## [TEXT ZUM LESEN]
Randy Newman (Foto: 1 Angela George, CC BY-SA 3.0 <https://creativecommons.org/licenses/by-sa/3.0>, via Wikimedia Commons)

Die große Kunst der Hollywood-Arrangeure beherrscht er schon lange perfekt und geht sogar noch darüber hinaus, wenn es um die musikalische Darstellung von Ironie und Witz geht. Wie gut er darin war, bewies auch der Song „Laugh And Be Happy“, in dem Randy Newman den Immigranten, die in den USA nicht klarkommen, den scheinbar gut gemeinten Rat gab, trotz aller Probleme: „Laugh And Be Happy“. Das war textlich ziemlich zynisch, musikalisch clever gemacht, im Stil eines Charleston begnadet arrangiert, insgesamt: einfach großes Kino.

 

 

In nur 2 Minuten und 15 Sekunden wird musikalisch die Geschichte des Charleston abgehandelt und die Trickkiste der Hollywood-Filmmusik-Komponisten und -Arrangeure mal kurz durchgemustert. „Laugh And Be Happy“ war ein typischer Song für das Album „Harps and Angels“ von Randy Newman, vor allem was die stilistische Ausrichtung und die arrangementtechnischen Raffinessen anging. Neben witzigen bis bitterbösen Satiren fanden sich auch wieder bewegende Balladen im Songprogramm, auf das seine Fans ganze neun Jahre warten mussten. Wieso braucht Randy Newman eigentlich so lange? Der Journalist Thomas Östreicher hatte am 20. Juni 2008 Randy Newman zu interviewen. Und dabei stellte er natürlich die Frage, warum es diesmal neun lange Jahre gedauert hatte. Und die Übersetzung von Randy Newmans Antwort hat Thomas Östreicher gleich mitgeliefert.

 

 

Randy Newman hatte dann wieder – wie üblich – deutlich weniger geschrieben aber in seinem typischen Stil – und darin ist er ja auch am besten, wenn er auf seinem Klavier die Bluesakkorde spielt mit Ragtime-Dynamik, Swing-Appeal, Honkytonk-Verve oder Country-Sentiment – und wenn er dazu eine seiner typischen Geschichten ins Mikrofon nuschelt, z.B. über einen älteren Herrn, der sich in ein blutjunges Mädel verliebt hat und sich fragen lassen muss, warum ein hübsches junges Ding wie sie sich mit einem alten Mann wie ihm abgibt, könnte es nicht am Geld liegen? – und der alte Bock will das gar nicht hören und murmelt, so hätte er das noch nie gesehen. Was ist die Moral von der Geschichte: Liebe macht nicht nur blind, sondern auch taub.

## [KURZE AUFGABE 1]
Gib den Text über Randy Newman wieder, beginnend bei „Randy Newman (Foto: 1“ und endend bei „einfach großes Kino.“, und tausche dabei „Ironie“ gegen „Satire“.
## [KURZE AUFGABE 2]
An welchem Datum führte Thomas Östreicher laut dem Text über Randy Newman sein Interview mit dem Musiker?

[Datensätze mit Punktannotationen]
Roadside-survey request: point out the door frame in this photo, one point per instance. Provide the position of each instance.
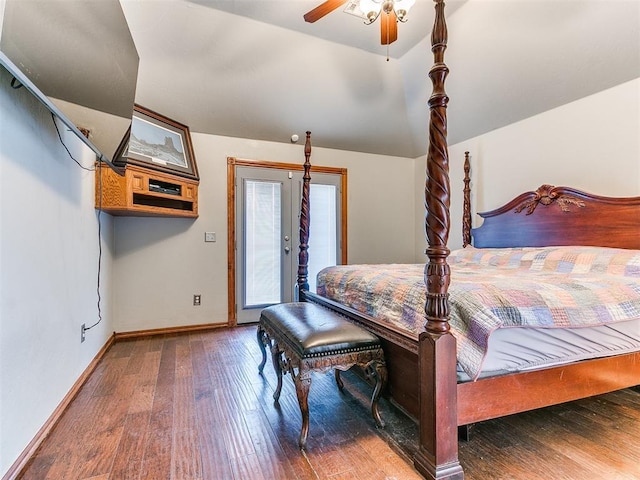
(232, 162)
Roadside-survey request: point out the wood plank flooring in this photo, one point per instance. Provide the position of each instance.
(193, 407)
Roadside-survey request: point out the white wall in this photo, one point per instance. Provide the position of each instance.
(48, 268)
(161, 262)
(592, 144)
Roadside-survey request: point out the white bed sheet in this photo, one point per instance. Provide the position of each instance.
(545, 347)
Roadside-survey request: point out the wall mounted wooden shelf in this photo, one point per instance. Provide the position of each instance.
(145, 192)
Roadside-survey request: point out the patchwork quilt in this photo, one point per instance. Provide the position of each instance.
(550, 287)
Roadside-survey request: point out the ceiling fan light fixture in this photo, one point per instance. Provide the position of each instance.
(402, 7)
(371, 9)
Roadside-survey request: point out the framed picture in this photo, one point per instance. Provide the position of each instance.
(157, 142)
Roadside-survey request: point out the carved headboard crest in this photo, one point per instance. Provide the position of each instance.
(546, 195)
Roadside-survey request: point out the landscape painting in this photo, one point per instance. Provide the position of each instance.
(160, 143)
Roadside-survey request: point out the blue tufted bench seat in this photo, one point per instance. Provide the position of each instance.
(305, 337)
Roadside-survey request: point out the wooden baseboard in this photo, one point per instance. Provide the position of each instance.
(168, 331)
(16, 469)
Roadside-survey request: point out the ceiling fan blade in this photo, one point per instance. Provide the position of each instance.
(322, 9)
(388, 27)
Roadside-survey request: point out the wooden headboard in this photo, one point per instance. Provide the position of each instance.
(561, 216)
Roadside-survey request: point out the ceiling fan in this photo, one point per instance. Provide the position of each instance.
(390, 12)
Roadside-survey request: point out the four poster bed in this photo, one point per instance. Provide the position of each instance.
(442, 372)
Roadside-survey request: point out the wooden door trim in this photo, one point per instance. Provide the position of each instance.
(232, 162)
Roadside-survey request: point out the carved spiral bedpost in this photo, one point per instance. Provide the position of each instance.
(305, 220)
(466, 206)
(437, 455)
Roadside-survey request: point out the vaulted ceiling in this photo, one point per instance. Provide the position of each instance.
(254, 69)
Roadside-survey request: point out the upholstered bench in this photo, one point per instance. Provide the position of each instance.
(305, 337)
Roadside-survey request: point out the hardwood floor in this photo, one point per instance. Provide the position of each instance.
(194, 407)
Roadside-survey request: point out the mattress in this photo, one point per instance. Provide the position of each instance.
(511, 309)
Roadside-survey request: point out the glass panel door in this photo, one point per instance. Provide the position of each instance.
(267, 234)
(262, 243)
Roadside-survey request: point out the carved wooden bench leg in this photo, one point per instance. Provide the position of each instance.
(305, 337)
(303, 384)
(276, 356)
(263, 341)
(338, 379)
(378, 371)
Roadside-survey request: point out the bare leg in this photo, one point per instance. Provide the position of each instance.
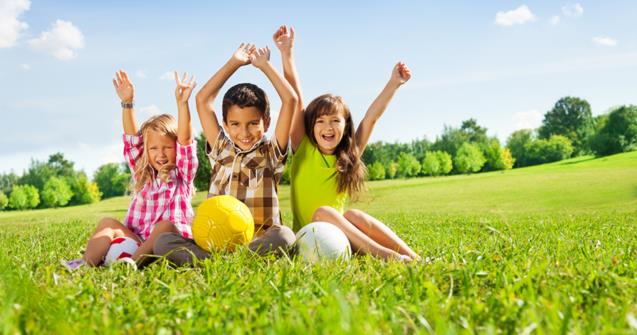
(147, 247)
(379, 232)
(360, 242)
(97, 246)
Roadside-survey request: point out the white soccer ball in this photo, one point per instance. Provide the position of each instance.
(120, 247)
(322, 241)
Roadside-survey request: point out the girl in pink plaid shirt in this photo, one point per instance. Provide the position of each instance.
(162, 157)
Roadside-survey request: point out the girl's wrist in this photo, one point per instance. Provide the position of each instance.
(127, 104)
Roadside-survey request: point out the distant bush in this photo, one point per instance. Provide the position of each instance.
(431, 165)
(24, 197)
(436, 163)
(56, 193)
(376, 171)
(392, 169)
(112, 180)
(618, 132)
(4, 201)
(469, 158)
(407, 165)
(554, 149)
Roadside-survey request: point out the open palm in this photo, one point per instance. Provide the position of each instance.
(123, 86)
(184, 88)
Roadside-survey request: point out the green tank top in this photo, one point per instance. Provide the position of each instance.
(313, 183)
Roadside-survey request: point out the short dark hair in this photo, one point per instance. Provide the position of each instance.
(246, 95)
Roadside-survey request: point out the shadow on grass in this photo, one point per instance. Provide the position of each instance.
(581, 161)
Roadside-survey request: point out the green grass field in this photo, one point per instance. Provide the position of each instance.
(541, 250)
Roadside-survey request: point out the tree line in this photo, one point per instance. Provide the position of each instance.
(567, 130)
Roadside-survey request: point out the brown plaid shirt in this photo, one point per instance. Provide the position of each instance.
(251, 176)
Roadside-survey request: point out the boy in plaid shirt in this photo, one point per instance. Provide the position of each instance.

## [ENDGÜLTIGE ANTWORT 1]
Randy Newman (Foto: 1 Angela George, CC BY-SA 3.0 <https://creativecommons.org/licenses/by-sa/3.0>, via Wikimedia Commons)

Die große Kunst der Hollywood-Arrangeure beherrscht er schon lange perfekt und geht sogar noch darüber hinaus, wenn es um die musikalische Darstellung von Satire und Witz geht. Wie gut er darin war, bewies auch der Song „Laugh And Be Happy“, in dem Randy Newman den Immigranten, die in den USA nicht klarkommen, den scheinbar gut gemeinten Rat gab, trotz aller Probleme: „Laugh And Be Happy“. Das war textlich ziemlich zynisch, musikalisch clever gemacht, im Stil eines Charleston begnadet arrangiert, insgesamt: einfach großes Kino.

## [ENDGÜLTIGE ANTWORT 2]
Am 20. Juni 2008.